[Source material — start]

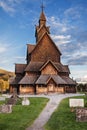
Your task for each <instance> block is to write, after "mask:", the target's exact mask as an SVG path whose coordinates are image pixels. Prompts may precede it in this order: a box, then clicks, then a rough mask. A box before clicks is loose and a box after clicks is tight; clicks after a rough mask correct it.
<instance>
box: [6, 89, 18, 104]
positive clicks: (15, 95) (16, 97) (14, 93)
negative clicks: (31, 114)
mask: <svg viewBox="0 0 87 130" xmlns="http://www.w3.org/2000/svg"><path fill="white" fill-rule="evenodd" d="M18 98H19V97H18V95H17V89H16V88H14V91H13V95H12V96H11V98H9V100H8V101H7V104H9V105H15V104H16V102H17V100H18Z"/></svg>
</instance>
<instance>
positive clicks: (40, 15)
mask: <svg viewBox="0 0 87 130" xmlns="http://www.w3.org/2000/svg"><path fill="white" fill-rule="evenodd" d="M41 9H42V11H41V14H40V19H39V26H41V25H45V24H46V17H45V14H44V5H43V3H42V5H41Z"/></svg>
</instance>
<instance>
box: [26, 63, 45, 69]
mask: <svg viewBox="0 0 87 130" xmlns="http://www.w3.org/2000/svg"><path fill="white" fill-rule="evenodd" d="M43 64H44V63H43V62H30V63H29V64H28V65H27V67H26V69H25V71H39V70H40V68H41V66H42V65H43Z"/></svg>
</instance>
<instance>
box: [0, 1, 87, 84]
mask: <svg viewBox="0 0 87 130" xmlns="http://www.w3.org/2000/svg"><path fill="white" fill-rule="evenodd" d="M42 2H43V4H44V7H45V8H44V13H45V15H46V19H47V25H48V26H50V32H51V34H50V35H51V37H52V39H53V41H54V42H55V44H56V45H57V46H58V48H59V49H60V51H61V53H62V56H61V62H62V64H64V65H69V68H70V72H71V75H70V76H71V77H72V78H73V79H75V80H77V81H84V82H85V81H87V0H43V1H42V0H0V68H3V69H6V70H10V71H15V63H26V47H27V46H26V44H28V43H30V44H35V25H38V20H39V17H40V13H41V4H42Z"/></svg>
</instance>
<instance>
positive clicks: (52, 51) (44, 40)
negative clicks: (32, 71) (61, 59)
mask: <svg viewBox="0 0 87 130" xmlns="http://www.w3.org/2000/svg"><path fill="white" fill-rule="evenodd" d="M60 55H61V53H60V51H59V49H58V48H57V46H56V45H55V43H54V42H53V41H52V39H51V38H50V36H49V34H48V33H47V32H45V33H44V34H43V36H42V37H41V39H40V40H39V41H38V43H37V44H36V47H35V48H34V50H33V51H32V55H31V60H32V61H40V62H45V61H47V60H51V61H54V62H60Z"/></svg>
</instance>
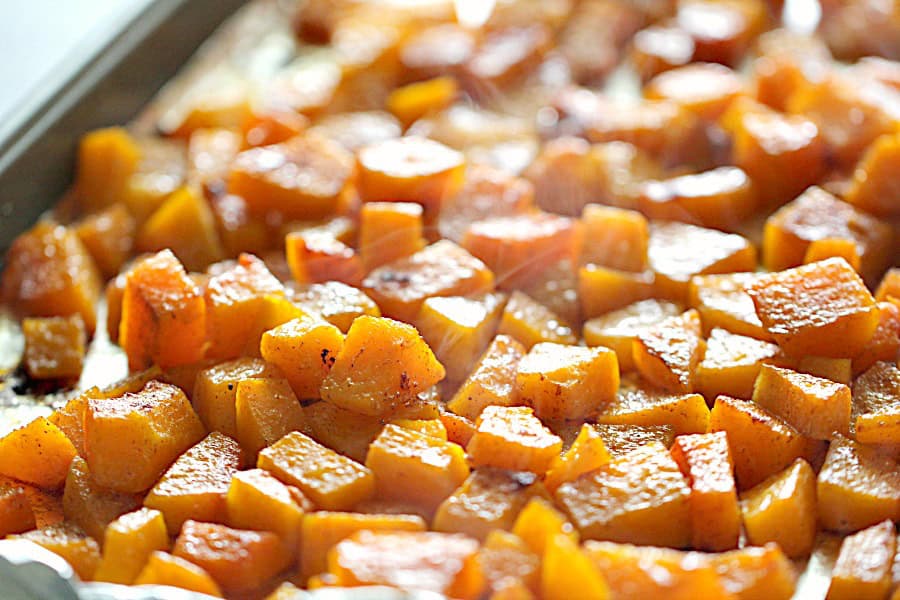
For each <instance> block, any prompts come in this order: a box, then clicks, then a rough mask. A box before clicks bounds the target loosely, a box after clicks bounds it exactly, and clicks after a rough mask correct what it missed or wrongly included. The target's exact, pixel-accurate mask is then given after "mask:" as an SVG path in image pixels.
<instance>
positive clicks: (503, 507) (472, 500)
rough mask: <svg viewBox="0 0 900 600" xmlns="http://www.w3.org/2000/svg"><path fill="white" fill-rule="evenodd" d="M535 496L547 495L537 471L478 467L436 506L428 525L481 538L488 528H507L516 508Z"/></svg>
mask: <svg viewBox="0 0 900 600" xmlns="http://www.w3.org/2000/svg"><path fill="white" fill-rule="evenodd" d="M536 496H541V497H547V490H546V489H545V488H544V486H543V484H541V482H540V480H539V479H538V477H537V475H535V474H533V473H529V472H527V471H508V470H506V469H498V468H494V467H480V468H478V469H477V470H475V471H473V472H472V474H471V475H469V477H468V479H466V481H465V482H463V484H462V485H461V486H460V487H459V489H457V490H456V491H455V492H454V493H453V495H451V496H450V497H449V498H447V499H446V500H445V501H444V502H443V503H442V504H441V505H440V507H438V510H437V513H436V514H435V517H434V521H433V522H432V528H433V529H434V530H435V531H444V532H454V533H464V534H466V535H468V536H471V537H473V538H476V539H479V540H484V539H485V538H487V536H488V534H489V533H490V532H491V531H492V530H496V529H503V530H507V531H509V530H511V529H512V528H513V525H514V524H515V521H516V518H517V517H518V515H519V513H520V511H521V510H522V509H523V508H524V507H525V505H526V504H527V503H528V501H529V500H531V499H532V498H533V497H536Z"/></svg>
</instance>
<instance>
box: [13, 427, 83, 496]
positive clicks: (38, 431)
mask: <svg viewBox="0 0 900 600" xmlns="http://www.w3.org/2000/svg"><path fill="white" fill-rule="evenodd" d="M73 458H75V447H74V446H73V445H72V442H70V441H69V438H68V437H66V434H65V433H63V432H62V431H61V430H60V429H59V428H58V427H56V425H53V424H52V423H51V422H50V421H48V420H47V419H45V418H44V417H38V418H36V419H35V420H33V421H31V422H30V423H28V424H27V425H25V426H23V427H20V428H18V429H15V430H13V431H11V432H10V433H8V434H6V435H5V436H4V437H2V438H0V475H5V476H7V477H12V478H13V479H17V480H19V481H22V482H24V483H30V484H33V485H36V486H38V487H40V488H43V489H49V490H58V489H61V488H62V487H63V483H64V482H65V480H66V476H67V475H68V472H69V465H70V464H71V462H72V459H73Z"/></svg>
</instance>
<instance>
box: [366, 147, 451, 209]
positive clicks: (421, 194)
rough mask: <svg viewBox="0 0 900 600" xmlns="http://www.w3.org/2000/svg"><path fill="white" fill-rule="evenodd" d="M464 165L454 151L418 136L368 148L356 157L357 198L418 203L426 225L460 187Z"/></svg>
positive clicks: (368, 199) (366, 147)
mask: <svg viewBox="0 0 900 600" xmlns="http://www.w3.org/2000/svg"><path fill="white" fill-rule="evenodd" d="M465 164H466V163H465V158H464V156H463V155H462V154H461V153H459V152H457V151H456V150H453V149H451V148H449V147H447V146H445V145H443V144H441V143H440V142H436V141H434V140H430V139H426V138H422V137H418V136H407V137H402V138H397V139H388V140H384V141H380V142H376V143H373V144H369V145H367V146H365V147H363V148H361V149H360V150H359V153H358V155H357V166H358V169H359V178H358V187H359V195H360V197H361V198H362V200H363V202H384V201H388V202H418V203H419V204H421V205H422V206H423V207H424V209H425V222H426V223H429V222H431V221H432V220H433V218H434V217H435V216H437V214H438V213H439V212H440V207H441V203H442V202H443V201H444V199H445V198H447V197H449V196H451V195H453V194H454V193H455V192H456V191H457V190H458V189H459V188H460V186H461V185H462V181H463V172H464V170H465Z"/></svg>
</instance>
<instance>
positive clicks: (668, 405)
mask: <svg viewBox="0 0 900 600" xmlns="http://www.w3.org/2000/svg"><path fill="white" fill-rule="evenodd" d="M595 420H596V421H597V423H602V424H605V425H628V426H641V427H647V426H662V425H667V426H670V427H671V428H672V431H673V432H674V433H675V435H682V434H685V433H704V432H705V431H706V429H707V427H708V426H709V407H707V406H706V400H704V399H703V396H701V395H700V394H669V393H666V392H660V391H656V390H652V389H650V390H648V389H643V388H633V387H623V388H622V389H620V390H619V393H618V394H616V398H615V399H614V400H613V401H612V402H610V403H609V405H607V407H606V408H605V409H604V410H602V411H601V412H600V413H599V414H598V415H597V416H596V417H595Z"/></svg>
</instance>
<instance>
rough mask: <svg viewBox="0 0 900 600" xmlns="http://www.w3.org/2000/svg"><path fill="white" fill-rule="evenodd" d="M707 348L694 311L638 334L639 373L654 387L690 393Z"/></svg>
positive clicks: (636, 341)
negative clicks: (699, 367) (698, 368)
mask: <svg viewBox="0 0 900 600" xmlns="http://www.w3.org/2000/svg"><path fill="white" fill-rule="evenodd" d="M704 347H705V344H704V342H703V332H702V329H701V326H700V314H699V313H698V312H697V311H696V310H693V309H691V310H689V311H687V312H685V313H683V314H682V315H679V316H677V317H669V318H667V319H665V320H664V321H660V322H659V323H657V324H656V325H652V326H650V327H648V328H647V329H645V330H644V331H642V332H641V333H638V335H637V338H636V339H635V343H634V345H633V346H632V356H633V358H634V364H635V366H636V367H637V370H638V372H639V373H640V374H641V375H642V376H643V377H644V378H646V379H647V381H649V382H650V383H652V384H653V385H655V386H657V387H659V388H662V389H664V390H667V391H670V392H681V393H689V392H692V391H693V390H694V385H695V372H696V370H697V365H698V364H700V360H701V358H702V357H703V352H704Z"/></svg>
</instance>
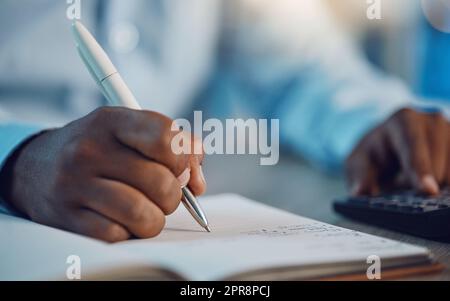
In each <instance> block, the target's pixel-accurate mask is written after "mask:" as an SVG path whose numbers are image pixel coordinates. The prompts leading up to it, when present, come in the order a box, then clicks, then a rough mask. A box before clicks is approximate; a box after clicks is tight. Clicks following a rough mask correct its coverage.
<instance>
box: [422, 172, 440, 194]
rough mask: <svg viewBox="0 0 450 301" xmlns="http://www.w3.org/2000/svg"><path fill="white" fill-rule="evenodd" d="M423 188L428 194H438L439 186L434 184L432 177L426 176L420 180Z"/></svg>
mask: <svg viewBox="0 0 450 301" xmlns="http://www.w3.org/2000/svg"><path fill="white" fill-rule="evenodd" d="M422 185H423V187H424V188H425V189H426V190H427V191H428V192H430V193H433V194H438V193H439V185H438V184H437V182H436V179H435V178H434V177H433V176H432V175H426V176H424V177H423V178H422Z"/></svg>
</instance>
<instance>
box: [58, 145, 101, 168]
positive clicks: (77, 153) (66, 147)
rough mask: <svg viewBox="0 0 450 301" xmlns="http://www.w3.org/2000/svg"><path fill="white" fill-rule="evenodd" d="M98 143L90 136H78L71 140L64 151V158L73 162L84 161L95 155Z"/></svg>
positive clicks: (66, 161)
mask: <svg viewBox="0 0 450 301" xmlns="http://www.w3.org/2000/svg"><path fill="white" fill-rule="evenodd" d="M96 148H97V144H96V142H95V141H93V140H91V139H89V138H78V139H75V140H73V141H71V142H69V143H68V144H67V145H66V146H65V148H64V151H63V160H64V162H67V163H68V164H70V165H71V166H72V164H79V163H83V162H85V161H86V160H88V159H91V158H92V157H93V156H94V155H95V150H96Z"/></svg>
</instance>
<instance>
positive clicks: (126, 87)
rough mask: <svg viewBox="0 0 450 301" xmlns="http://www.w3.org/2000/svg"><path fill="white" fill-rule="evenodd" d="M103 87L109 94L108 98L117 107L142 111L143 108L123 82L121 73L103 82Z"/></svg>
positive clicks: (108, 94) (112, 75)
mask: <svg viewBox="0 0 450 301" xmlns="http://www.w3.org/2000/svg"><path fill="white" fill-rule="evenodd" d="M102 86H103V88H104V90H105V92H106V93H107V94H108V95H106V97H107V98H108V100H109V101H110V102H111V104H112V105H115V106H123V107H127V108H130V109H135V110H140V109H141V106H140V105H139V103H138V102H137V101H136V98H135V97H134V95H133V93H132V92H131V91H130V89H129V88H128V86H127V85H126V84H125V82H124V81H123V79H122V77H121V76H120V74H119V73H114V74H112V75H111V76H109V77H107V78H105V79H104V80H103V81H102Z"/></svg>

[Source material — finish]

Assigned task:
In the lines from the start of the rows through the line holding "box: [6, 89, 18, 104]", inclusive, change "rough mask" to "coarse mask" and keep everything else the same. Give back only those lines, without the pictures.

Response area:
Your task for each <instance> block is to write, after "mask:", the target's exact mask as an SVG path whose coordinates are image pixels. Prompts may precede it in this order: a box, then clicks, then a coarse mask. A box before clicks is loose and a box after clicks is tight; clicks after a coarse mask correct it.
<instance>
box: [6, 89, 18, 104]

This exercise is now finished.